### PROBLEM STATEMENT
Check each line of the records below and collect those holding "wall".
***
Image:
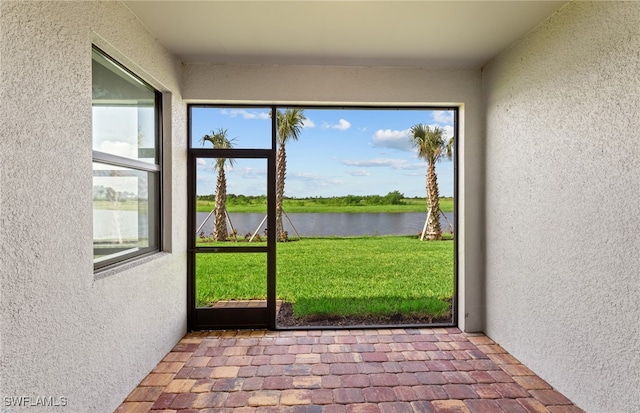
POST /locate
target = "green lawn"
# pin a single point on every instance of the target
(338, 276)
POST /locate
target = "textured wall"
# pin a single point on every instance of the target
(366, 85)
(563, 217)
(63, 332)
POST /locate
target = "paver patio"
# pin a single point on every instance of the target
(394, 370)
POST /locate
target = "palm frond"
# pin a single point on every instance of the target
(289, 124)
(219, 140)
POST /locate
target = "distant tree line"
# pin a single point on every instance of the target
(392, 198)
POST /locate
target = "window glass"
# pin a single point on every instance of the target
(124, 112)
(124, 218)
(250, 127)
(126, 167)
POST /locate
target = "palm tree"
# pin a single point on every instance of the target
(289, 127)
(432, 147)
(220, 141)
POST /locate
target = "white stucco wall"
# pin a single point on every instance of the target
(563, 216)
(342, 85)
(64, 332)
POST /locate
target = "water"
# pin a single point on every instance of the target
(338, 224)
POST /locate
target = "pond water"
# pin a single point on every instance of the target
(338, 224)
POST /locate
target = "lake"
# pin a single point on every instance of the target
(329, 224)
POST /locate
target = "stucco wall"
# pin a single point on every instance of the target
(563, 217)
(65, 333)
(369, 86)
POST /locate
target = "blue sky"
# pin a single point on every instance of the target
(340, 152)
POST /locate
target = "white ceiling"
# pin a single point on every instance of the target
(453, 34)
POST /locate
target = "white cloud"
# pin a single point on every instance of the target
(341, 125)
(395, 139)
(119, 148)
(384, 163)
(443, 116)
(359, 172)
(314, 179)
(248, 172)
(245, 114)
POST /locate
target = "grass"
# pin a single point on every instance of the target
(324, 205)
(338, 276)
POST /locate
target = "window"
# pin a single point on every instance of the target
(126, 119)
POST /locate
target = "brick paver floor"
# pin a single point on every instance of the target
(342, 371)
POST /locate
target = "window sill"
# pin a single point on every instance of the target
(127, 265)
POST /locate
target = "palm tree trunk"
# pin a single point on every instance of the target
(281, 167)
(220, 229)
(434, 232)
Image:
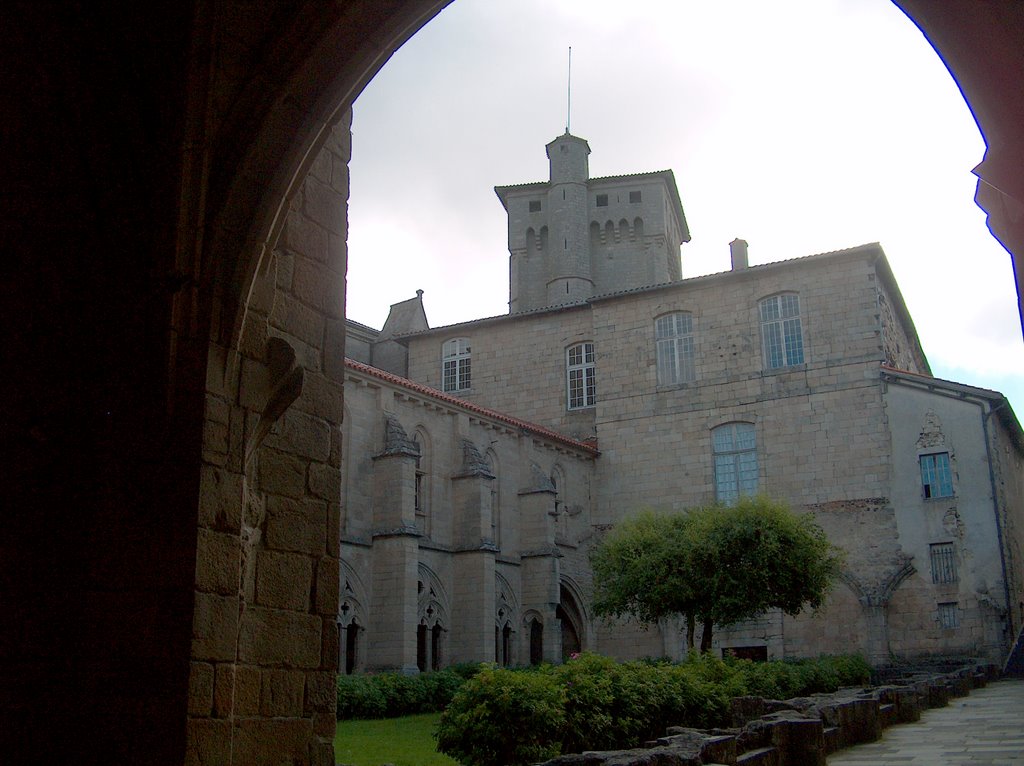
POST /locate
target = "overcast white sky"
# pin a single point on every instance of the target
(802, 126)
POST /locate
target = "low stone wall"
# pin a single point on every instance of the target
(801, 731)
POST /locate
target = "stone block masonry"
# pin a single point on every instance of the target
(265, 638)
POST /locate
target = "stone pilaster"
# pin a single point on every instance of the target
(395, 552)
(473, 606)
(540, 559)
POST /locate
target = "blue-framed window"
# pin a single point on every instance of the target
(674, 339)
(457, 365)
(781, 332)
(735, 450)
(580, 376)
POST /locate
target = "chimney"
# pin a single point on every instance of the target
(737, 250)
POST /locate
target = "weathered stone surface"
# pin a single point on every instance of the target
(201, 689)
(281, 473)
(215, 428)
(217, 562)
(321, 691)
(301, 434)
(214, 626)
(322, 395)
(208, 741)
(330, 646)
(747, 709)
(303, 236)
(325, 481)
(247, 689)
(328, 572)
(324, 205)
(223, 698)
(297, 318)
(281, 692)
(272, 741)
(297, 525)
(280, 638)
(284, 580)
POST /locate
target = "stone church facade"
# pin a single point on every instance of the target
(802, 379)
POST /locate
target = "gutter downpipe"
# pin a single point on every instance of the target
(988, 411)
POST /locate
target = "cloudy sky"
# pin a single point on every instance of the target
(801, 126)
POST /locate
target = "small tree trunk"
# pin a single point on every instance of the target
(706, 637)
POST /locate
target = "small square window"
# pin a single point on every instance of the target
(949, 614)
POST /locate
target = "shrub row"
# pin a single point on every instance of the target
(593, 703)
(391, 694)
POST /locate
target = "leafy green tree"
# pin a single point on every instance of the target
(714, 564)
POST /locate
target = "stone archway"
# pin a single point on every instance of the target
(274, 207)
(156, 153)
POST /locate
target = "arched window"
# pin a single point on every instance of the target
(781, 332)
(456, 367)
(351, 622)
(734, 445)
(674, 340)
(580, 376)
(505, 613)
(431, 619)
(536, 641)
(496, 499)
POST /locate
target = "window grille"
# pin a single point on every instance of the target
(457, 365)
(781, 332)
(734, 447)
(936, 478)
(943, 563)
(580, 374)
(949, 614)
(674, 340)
***
### YOUR RESPONSE
target = "textured wall"
target = "white stucco wall"
target = "stucco wall"
target = "low stone wall"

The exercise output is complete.